___ Статья

Тем временем следователи собрали такой убийственный материал, что когда с ним ознакомили Локкарта, он понял, что пули ему не избежать. Все началось с того, что чекисты обратили внимание на каких-то то ли нищих, то ли босяков, которые шныряли около английского посольства. Босяк – он есть босяк, что с него возьмешь. Но наметанный глаз одного из наиболее опытных чекистов обратил внимание на выправку и на походку старательно бедно одетых людей: так держатся и так ходят только хорошо вымуштрованные офицеры. А что они делают около посольства? Зачем туда время от времени заходят? Да и вещмешки, которые они оттуда выносят, явно не пустые и заметно оттягивают плечи.
Поняв, что дело тут нечисто, люди с Лубянки решили организовать подставу, а проще говоря, провокацию. Однажды вечером к Локкарту пожаловали два представительных латыша. Одним из них был командир 1-го дивизиона латышской стрелковой бригады Берзин, другим – его адъютант. Берзин не стал ходить вокруг да около, а прямо сказал, что его люди пребыванием в большевистской России недовольны, что хотят домой, что им осточертело сознание того, что на их штыках держится кровавый режим, и если есть люди, которые горят желанием его свергнуть, то латыши не прочь к ним присоединиться.
Странное дело, но Локкарт на эту простодушную наживку клюнул. Он сказал, что такие люди есть, что они готовы бороться, что средства на эту борьбу тоже есть, вот только их силы разрозненны, но если их объединят известные своим мужеством и своей организованностью латышские стрелки, дело пойдет на лад. После того, как из обещанных 5 миллионов рублей Берзин получил на руки чуть больше одного миллиона, заинтересованные стороны приступили к разработке плана восстания. Два латышских полка должны были двинуться в сторону Вологды и помочь английскому десанту. Оставшимся в Москве предписывалось захватить Кремль и арестовать правительство во главе с Лениным. Кроме того, надо было взорвать мосты через Волхов, чтобы отрезать Петроград и организовать там голод.
Когда Берзин выявил всю сеть, когда ему стало известно, где хранится оружие и где живут заговорщики – а в заговор были вовлечены не только бывшие офицеры, но даже студенты, актрисы и журналисты, – к делу приступили чекисты. Так Локкарт оказался на Лубянке, а потом в подвале Кремля. Он прекрасно понимал, что улик против него так много, что если будет суд, то смертного приговора ему не избежать. И только когда в Англии арестовали и посадили в тюрьму Литвинова, когда правительства Англии и Франции прислали в Москву резкие ноты протеста, когда к ним присоединились нейтральные страны, большевики немного остыли. Но решающее слово было за Лениным. Когда ему стало лучше, когда он стал читать газеты и аналитические справки, которые приносили из Совнаркома, он вызвал Дзержинского и не терпящим возражений тоном приказал:
– Прекратите террор!

______
___ Данные набора

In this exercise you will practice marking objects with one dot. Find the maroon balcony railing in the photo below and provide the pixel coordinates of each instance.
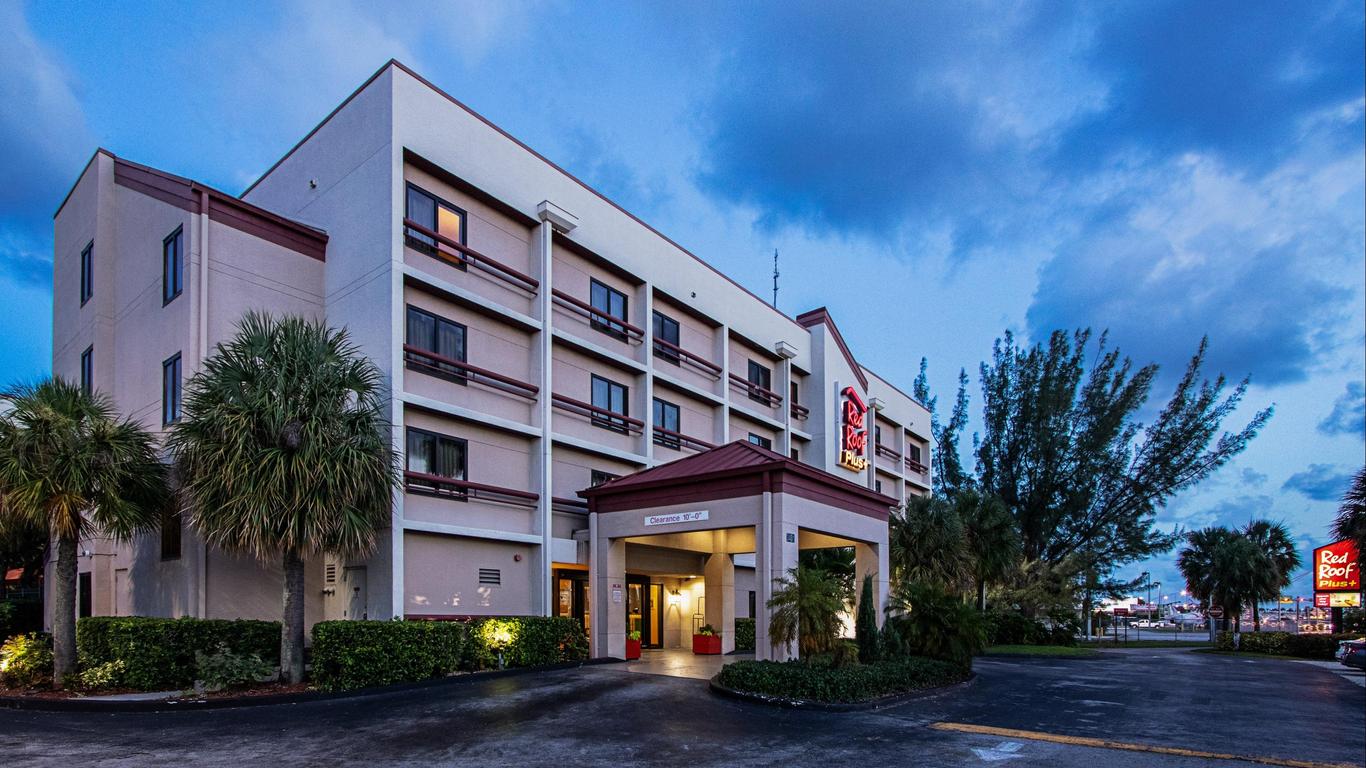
(668, 350)
(463, 489)
(467, 256)
(768, 396)
(604, 417)
(421, 358)
(671, 439)
(596, 314)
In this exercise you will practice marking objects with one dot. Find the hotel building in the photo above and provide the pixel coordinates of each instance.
(537, 340)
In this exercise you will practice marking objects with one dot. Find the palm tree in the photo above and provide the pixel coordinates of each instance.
(1280, 558)
(70, 466)
(806, 608)
(284, 453)
(992, 539)
(1351, 514)
(928, 543)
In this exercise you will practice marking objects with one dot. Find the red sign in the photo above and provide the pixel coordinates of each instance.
(1337, 569)
(853, 432)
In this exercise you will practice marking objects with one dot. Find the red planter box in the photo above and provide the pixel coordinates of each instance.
(706, 644)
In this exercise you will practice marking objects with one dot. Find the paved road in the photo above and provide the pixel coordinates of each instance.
(608, 716)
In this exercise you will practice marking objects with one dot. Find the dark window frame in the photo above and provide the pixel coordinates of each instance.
(661, 407)
(609, 422)
(86, 272)
(172, 390)
(615, 330)
(660, 324)
(437, 369)
(172, 268)
(421, 242)
(437, 437)
(88, 369)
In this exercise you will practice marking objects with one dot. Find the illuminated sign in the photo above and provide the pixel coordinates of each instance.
(853, 432)
(1337, 567)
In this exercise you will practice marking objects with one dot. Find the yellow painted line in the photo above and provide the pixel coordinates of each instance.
(1131, 746)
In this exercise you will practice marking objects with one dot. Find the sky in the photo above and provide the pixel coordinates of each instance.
(1160, 170)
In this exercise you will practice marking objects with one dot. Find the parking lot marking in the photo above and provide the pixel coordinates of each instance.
(1131, 746)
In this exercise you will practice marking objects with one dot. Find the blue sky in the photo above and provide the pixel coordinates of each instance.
(1161, 170)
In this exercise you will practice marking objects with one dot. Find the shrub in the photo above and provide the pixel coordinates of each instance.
(839, 685)
(745, 634)
(160, 653)
(224, 668)
(350, 655)
(26, 660)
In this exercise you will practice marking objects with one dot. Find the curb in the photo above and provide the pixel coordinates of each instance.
(242, 701)
(824, 707)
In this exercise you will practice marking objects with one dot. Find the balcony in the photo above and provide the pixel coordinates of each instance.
(466, 491)
(674, 353)
(767, 396)
(462, 256)
(443, 366)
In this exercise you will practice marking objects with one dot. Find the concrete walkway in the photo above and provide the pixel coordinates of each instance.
(678, 663)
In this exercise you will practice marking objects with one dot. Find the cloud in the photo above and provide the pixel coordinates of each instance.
(1348, 414)
(1321, 483)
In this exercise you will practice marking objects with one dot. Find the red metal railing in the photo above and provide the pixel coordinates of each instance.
(597, 314)
(769, 396)
(424, 358)
(463, 489)
(467, 256)
(612, 420)
(668, 349)
(671, 439)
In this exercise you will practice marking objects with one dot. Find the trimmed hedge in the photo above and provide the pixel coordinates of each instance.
(160, 653)
(745, 634)
(839, 685)
(351, 655)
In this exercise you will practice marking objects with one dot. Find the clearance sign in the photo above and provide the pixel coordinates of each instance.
(853, 432)
(1337, 567)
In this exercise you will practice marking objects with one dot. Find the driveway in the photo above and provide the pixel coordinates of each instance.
(605, 715)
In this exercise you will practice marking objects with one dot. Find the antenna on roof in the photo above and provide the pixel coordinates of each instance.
(775, 278)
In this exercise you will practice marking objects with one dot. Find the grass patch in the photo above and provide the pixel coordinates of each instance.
(1070, 651)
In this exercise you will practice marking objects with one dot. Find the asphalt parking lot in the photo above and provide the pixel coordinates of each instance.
(603, 715)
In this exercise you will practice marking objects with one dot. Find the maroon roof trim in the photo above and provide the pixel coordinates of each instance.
(223, 208)
(821, 314)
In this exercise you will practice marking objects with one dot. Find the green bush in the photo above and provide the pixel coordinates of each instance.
(26, 660)
(160, 653)
(839, 685)
(351, 655)
(745, 634)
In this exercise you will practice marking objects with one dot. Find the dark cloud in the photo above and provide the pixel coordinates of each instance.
(1321, 483)
(1348, 414)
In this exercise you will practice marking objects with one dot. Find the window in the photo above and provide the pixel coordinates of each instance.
(439, 336)
(436, 455)
(762, 377)
(609, 305)
(171, 533)
(609, 396)
(598, 477)
(171, 390)
(88, 369)
(436, 215)
(667, 330)
(665, 417)
(172, 265)
(88, 273)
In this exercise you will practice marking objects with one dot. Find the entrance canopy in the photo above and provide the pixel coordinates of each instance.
(734, 499)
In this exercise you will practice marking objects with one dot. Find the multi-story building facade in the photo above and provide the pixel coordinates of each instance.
(537, 340)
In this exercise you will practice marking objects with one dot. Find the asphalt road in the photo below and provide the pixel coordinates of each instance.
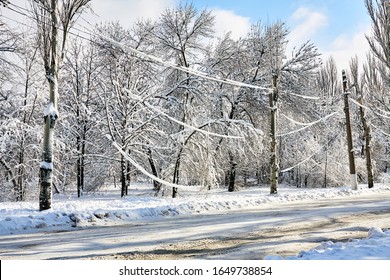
(283, 229)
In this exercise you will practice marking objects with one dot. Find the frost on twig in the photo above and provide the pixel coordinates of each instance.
(46, 165)
(51, 111)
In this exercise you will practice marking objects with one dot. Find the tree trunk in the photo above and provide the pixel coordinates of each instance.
(50, 114)
(176, 173)
(80, 166)
(123, 176)
(274, 165)
(156, 185)
(367, 138)
(351, 156)
(232, 175)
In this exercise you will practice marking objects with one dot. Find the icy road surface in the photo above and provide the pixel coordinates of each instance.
(283, 229)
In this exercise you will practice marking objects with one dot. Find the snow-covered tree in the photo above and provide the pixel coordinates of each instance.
(54, 20)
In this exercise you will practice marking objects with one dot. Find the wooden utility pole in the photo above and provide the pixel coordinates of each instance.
(352, 167)
(274, 162)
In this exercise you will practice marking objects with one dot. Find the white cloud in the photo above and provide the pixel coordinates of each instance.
(126, 12)
(344, 47)
(227, 21)
(310, 22)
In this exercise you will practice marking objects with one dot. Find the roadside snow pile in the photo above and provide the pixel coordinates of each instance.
(375, 247)
(105, 208)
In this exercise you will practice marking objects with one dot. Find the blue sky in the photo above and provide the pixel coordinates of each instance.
(336, 27)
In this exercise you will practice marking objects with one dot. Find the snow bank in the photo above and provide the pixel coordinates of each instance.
(375, 247)
(106, 209)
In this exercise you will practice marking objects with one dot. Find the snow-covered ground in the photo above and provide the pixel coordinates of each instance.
(106, 208)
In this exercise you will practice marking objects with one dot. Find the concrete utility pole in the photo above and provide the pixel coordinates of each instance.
(352, 168)
(274, 162)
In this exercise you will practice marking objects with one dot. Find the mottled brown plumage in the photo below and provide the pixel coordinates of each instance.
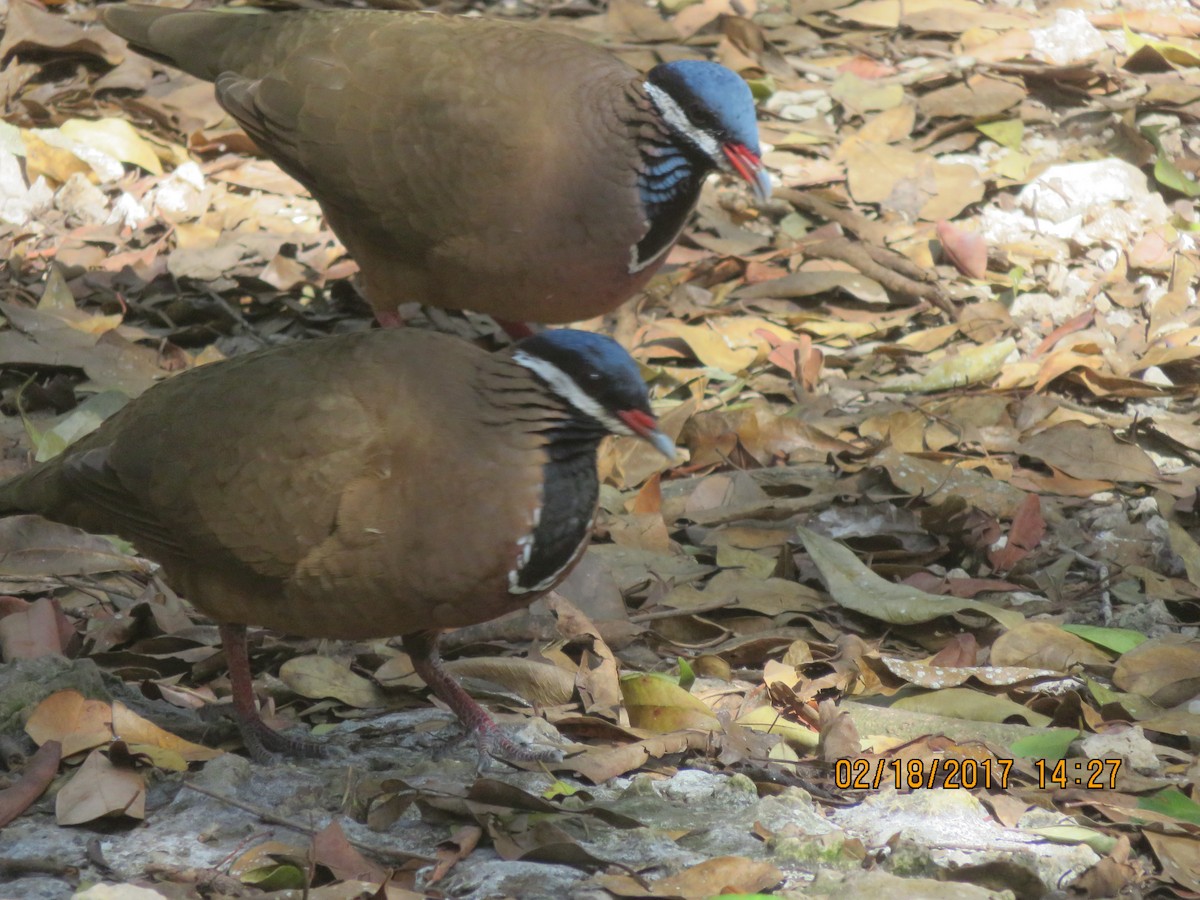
(385, 483)
(462, 162)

______

**Задания:**
• a. Сколько денег из обещанных 5 миллионов рублей Берзин получил на руки, согласно статье о Локкарте?
• b. Перескажите в виде краткого списка абзац статьи о Локкарте, который начинается словами «Странное дело, но Локкарт», и сохраните его главные факты.

**Ответы к заданиям:**
• a. Чуть больше одного миллиона рублей.

• b.
- Локкарт поверил Берзину. Он сказал, что люди и средства для борьбы есть, но силы разрозненны, и латышские стрелки могли бы их объединить.
- Берзину обещали 5 миллионов рублей, а получил он чуть больше одного миллиона. После этого стороны начали разрабатывать план восстания.
- Два латышских полка должны были двинуться к Вологде на помощь английскому десанту.
- Оставшиеся в Москве должны были захватить Кремль и арестовать правительство во главе с Лениным.
- Предполагалось взорвать мосты через Волхов, чтобы отрезать Петроград и организовать там голод.